>> START DATASET CONTENT
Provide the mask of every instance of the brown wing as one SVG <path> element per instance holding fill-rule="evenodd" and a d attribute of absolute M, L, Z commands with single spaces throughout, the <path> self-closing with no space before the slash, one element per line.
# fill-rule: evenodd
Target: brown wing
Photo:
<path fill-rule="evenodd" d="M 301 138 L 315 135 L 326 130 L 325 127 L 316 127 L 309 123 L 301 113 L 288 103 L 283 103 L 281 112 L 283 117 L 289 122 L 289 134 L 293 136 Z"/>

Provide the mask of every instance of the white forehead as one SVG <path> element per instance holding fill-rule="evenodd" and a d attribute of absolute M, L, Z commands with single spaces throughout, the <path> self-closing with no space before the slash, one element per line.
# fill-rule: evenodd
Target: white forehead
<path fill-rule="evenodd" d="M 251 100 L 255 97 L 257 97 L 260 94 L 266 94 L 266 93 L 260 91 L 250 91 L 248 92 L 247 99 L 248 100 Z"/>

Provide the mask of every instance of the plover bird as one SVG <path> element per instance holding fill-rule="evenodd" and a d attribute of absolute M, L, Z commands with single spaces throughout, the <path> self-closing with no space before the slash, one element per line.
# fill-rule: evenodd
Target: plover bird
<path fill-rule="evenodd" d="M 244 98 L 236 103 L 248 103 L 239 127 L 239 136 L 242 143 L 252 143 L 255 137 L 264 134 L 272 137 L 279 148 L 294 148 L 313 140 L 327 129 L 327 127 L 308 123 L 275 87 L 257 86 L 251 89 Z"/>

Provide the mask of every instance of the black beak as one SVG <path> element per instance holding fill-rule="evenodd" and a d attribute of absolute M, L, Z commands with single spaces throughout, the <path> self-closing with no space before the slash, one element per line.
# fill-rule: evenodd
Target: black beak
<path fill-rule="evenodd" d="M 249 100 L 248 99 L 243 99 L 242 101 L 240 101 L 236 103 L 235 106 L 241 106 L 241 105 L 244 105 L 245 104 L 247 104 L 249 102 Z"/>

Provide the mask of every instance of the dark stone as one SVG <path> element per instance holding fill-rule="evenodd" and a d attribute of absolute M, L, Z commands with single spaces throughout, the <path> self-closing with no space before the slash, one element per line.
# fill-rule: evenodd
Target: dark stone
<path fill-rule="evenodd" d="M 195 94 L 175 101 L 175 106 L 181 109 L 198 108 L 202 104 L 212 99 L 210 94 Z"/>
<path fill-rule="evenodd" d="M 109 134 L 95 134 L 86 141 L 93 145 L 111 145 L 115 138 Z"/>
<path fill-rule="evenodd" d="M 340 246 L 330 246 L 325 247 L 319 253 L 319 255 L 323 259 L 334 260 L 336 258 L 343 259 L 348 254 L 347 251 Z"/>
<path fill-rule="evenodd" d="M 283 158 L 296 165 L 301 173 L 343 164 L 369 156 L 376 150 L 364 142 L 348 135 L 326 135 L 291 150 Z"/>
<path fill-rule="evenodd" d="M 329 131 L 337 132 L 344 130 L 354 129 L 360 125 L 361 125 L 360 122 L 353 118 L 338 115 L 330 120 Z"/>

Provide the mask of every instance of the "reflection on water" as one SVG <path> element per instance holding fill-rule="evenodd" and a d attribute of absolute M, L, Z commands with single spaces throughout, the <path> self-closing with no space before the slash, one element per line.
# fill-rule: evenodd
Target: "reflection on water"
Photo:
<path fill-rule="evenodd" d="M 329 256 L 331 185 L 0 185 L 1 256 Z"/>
>> END DATASET CONTENT
> GOAL
Turn every line of the records above into a Markdown table with two columns, Row for a running row number and Line for the line itself. Leave out the blank lines.

> THE REPLY
| Row | Line |
|---|---|
| 1 | Provide the mask of every instance of the brown wing as one SVG <path> element per instance holding fill-rule="evenodd" and a d attribute of absolute M, L, Z commands with single spaces throughout, the <path> self-closing with no space before the slash, one element per line. |
| 2 | # fill-rule: evenodd |
| 3 | Target: brown wing |
| 4 | Photo: |
| 5 | <path fill-rule="evenodd" d="M 301 138 L 315 135 L 326 130 L 325 127 L 316 127 L 309 123 L 301 113 L 288 103 L 283 103 L 281 112 L 283 117 L 289 122 L 289 134 L 293 136 Z"/> |
| 6 | Provide the mask of every instance of the white forehead as one SVG <path> element per instance holding fill-rule="evenodd" and a d attribute of absolute M, L, Z commands with single spaces throughout, the <path> self-closing with no space before the slash, one element per line. |
| 7 | # fill-rule: evenodd |
| 8 | Target: white forehead |
| 9 | <path fill-rule="evenodd" d="M 251 100 L 255 97 L 257 97 L 260 94 L 266 94 L 266 93 L 260 91 L 250 91 L 248 92 L 247 99 L 248 100 Z"/> |
| 10 | Provide the mask of every instance of the plover bird as one SVG <path> element per instance holding fill-rule="evenodd" and a d attribute of absolute M, L, Z commands with single spaces throughout, the <path> self-closing with no space before the slash, one element per line. |
| 11 | # fill-rule: evenodd |
| 12 | Target: plover bird |
| 13 | <path fill-rule="evenodd" d="M 244 98 L 236 103 L 248 103 L 239 127 L 239 136 L 242 143 L 252 143 L 255 137 L 264 134 L 272 137 L 279 148 L 294 148 L 313 140 L 327 129 L 327 127 L 308 123 L 275 87 L 257 86 L 251 89 Z"/> |
| 14 | Provide the mask of every instance of the black beak as one SVG <path> element per instance holding fill-rule="evenodd" and a d attribute of absolute M, L, Z commands with single spaces throughout, the <path> self-closing with no space before the slash, one element per line. |
| 15 | # fill-rule: evenodd |
| 16 | Target: black beak |
| 17 | <path fill-rule="evenodd" d="M 249 100 L 248 99 L 243 99 L 242 101 L 240 101 L 236 103 L 235 106 L 241 106 L 241 105 L 244 105 L 245 104 L 247 104 L 249 102 Z"/> |
| 18 | Provide the mask of every instance of the dark stone as one SVG <path> element per instance holding fill-rule="evenodd" and a d attribute of absolute M, L, Z commands with single spaces throughout, the <path> self-closing with no space before the slash, one element per line. |
| 19 | # fill-rule: evenodd |
| 20 | Target: dark stone |
| 21 | <path fill-rule="evenodd" d="M 195 94 L 175 101 L 175 106 L 181 109 L 198 108 L 202 104 L 212 99 L 210 94 Z"/> |
| 22 | <path fill-rule="evenodd" d="M 109 134 L 95 134 L 86 141 L 93 145 L 111 145 L 115 138 Z"/> |
| 23 | <path fill-rule="evenodd" d="M 340 246 L 330 246 L 325 247 L 319 253 L 319 255 L 323 259 L 334 260 L 336 258 L 343 259 L 348 254 L 347 251 Z"/> |
| 24 | <path fill-rule="evenodd" d="M 283 158 L 296 165 L 301 173 L 343 164 L 369 156 L 376 150 L 364 142 L 348 135 L 326 135 L 291 150 Z"/> |
| 25 | <path fill-rule="evenodd" d="M 329 131 L 337 132 L 344 130 L 354 129 L 360 125 L 361 125 L 360 122 L 353 118 L 338 115 L 330 120 Z"/> |
| 26 | Provide the mask of every instance of the "reflection on water" as one SVG <path> element per instance holding fill-rule="evenodd" and a d attribute of absolute M, L, Z commands with single spaces throughout, the <path> self-closing with no space before the slash, one element per line. |
| 27 | # fill-rule: evenodd |
| 28 | Target: "reflection on water" |
| 29 | Photo: |
| 30 | <path fill-rule="evenodd" d="M 329 256 L 331 185 L 0 185 L 1 256 Z"/> |